Restate the records that follow word for word; no pictures should appear.

== Input data ==

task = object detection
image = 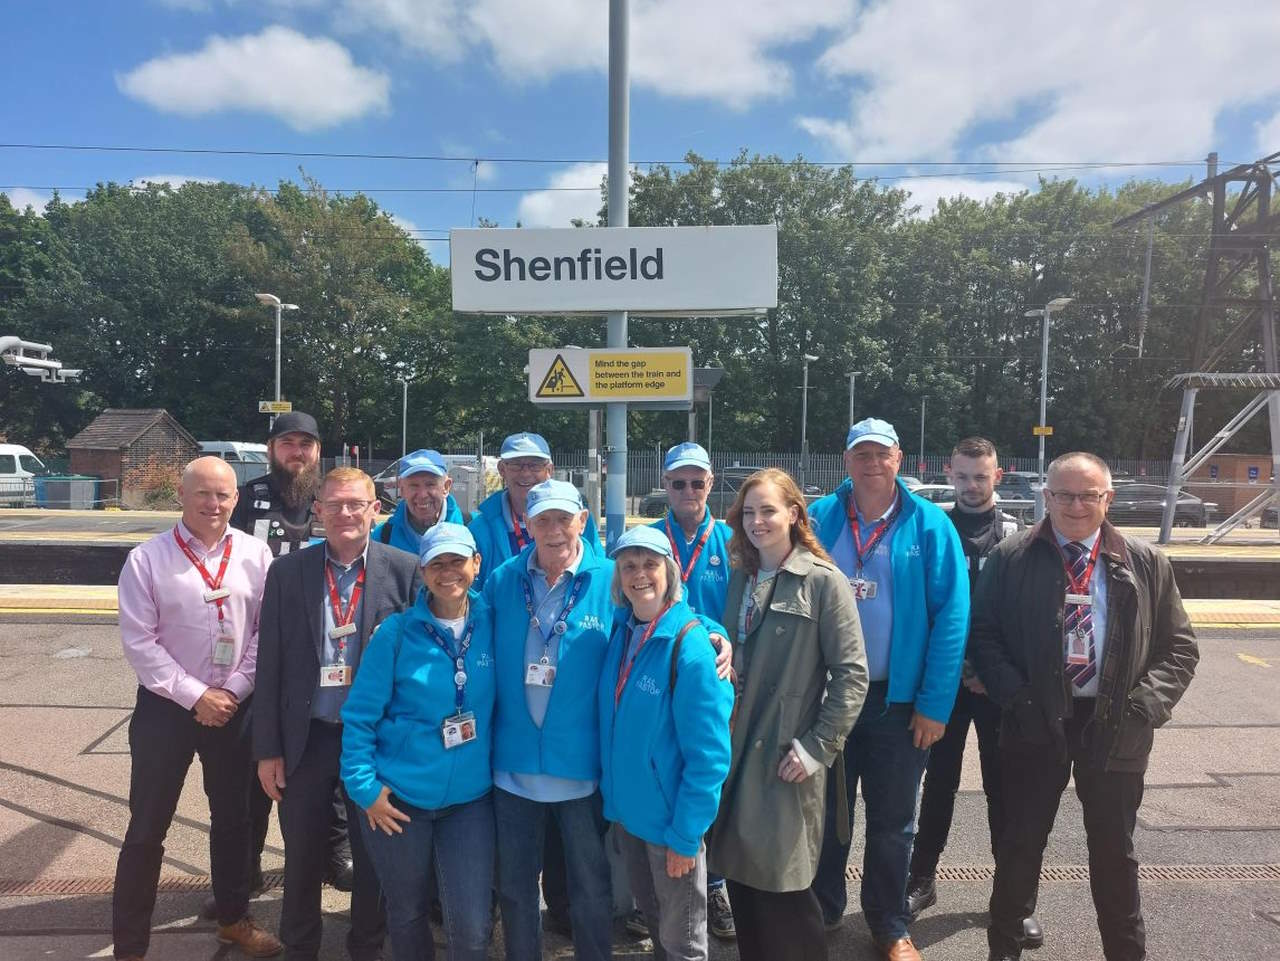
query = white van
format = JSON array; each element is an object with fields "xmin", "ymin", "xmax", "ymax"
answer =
[
  {"xmin": 199, "ymin": 441, "xmax": 269, "ymax": 485},
  {"xmin": 0, "ymin": 443, "xmax": 48, "ymax": 507}
]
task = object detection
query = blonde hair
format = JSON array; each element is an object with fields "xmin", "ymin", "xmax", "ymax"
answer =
[
  {"xmin": 727, "ymin": 468, "xmax": 833, "ymax": 575},
  {"xmin": 610, "ymin": 547, "xmax": 684, "ymax": 608},
  {"xmin": 322, "ymin": 466, "xmax": 376, "ymax": 499}
]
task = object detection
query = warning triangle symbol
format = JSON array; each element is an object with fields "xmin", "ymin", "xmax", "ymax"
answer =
[{"xmin": 536, "ymin": 353, "xmax": 585, "ymax": 398}]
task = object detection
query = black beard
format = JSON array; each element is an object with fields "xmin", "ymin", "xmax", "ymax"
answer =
[{"xmin": 270, "ymin": 460, "xmax": 321, "ymax": 510}]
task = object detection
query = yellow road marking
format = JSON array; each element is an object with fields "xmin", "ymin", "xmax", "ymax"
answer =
[{"xmin": 1236, "ymin": 653, "xmax": 1273, "ymax": 668}]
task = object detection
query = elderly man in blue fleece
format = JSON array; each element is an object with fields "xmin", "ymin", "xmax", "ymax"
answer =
[
  {"xmin": 371, "ymin": 449, "xmax": 466, "ymax": 554},
  {"xmin": 807, "ymin": 418, "xmax": 969, "ymax": 961}
]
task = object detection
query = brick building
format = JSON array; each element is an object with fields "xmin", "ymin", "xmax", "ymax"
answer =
[{"xmin": 67, "ymin": 409, "xmax": 199, "ymax": 508}]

===

◆ **Exercise output**
task = object detection
image = 
query = white van
format = JSON array; each element is an object with fields "xmin", "ymin", "xmax", "ymax"
answer =
[
  {"xmin": 199, "ymin": 441, "xmax": 269, "ymax": 485},
  {"xmin": 0, "ymin": 443, "xmax": 48, "ymax": 507}
]
task = object detection
query = blonde hair
format = JSON array; each element is an object with fields "xmin", "ymin", "xmax", "ymax"
answer =
[
  {"xmin": 727, "ymin": 468, "xmax": 833, "ymax": 575},
  {"xmin": 610, "ymin": 547, "xmax": 684, "ymax": 608},
  {"xmin": 322, "ymin": 466, "xmax": 376, "ymax": 499}
]
task = object detection
query = warning triangle symbol
format = JSON array; each element is an object with fields "xmin", "ymin", "xmax", "ymax"
answer =
[{"xmin": 536, "ymin": 353, "xmax": 585, "ymax": 398}]
task = object detection
query = black beard
format = JSON array; each element is an object with fields "xmin", "ymin", "xmax", "ymax"
answer =
[{"xmin": 270, "ymin": 460, "xmax": 321, "ymax": 510}]
task = object detection
query = yellow road marking
format = JSON array; each element is an object with fields "xmin", "ymin", "xmax", "ymax"
answer =
[{"xmin": 1236, "ymin": 653, "xmax": 1273, "ymax": 668}]
task = object detection
query = elderly man in blue fleece
format = JSON array; each element is an object with fields "xmin", "ymin", "xmax", "ymax"
answer =
[
  {"xmin": 371, "ymin": 449, "xmax": 466, "ymax": 554},
  {"xmin": 807, "ymin": 418, "xmax": 969, "ymax": 961}
]
task = object detection
query = brick building
format = JSON array; each element is an object with fields "xmin", "ymin", "xmax", "ymax"
answer =
[{"xmin": 67, "ymin": 409, "xmax": 199, "ymax": 508}]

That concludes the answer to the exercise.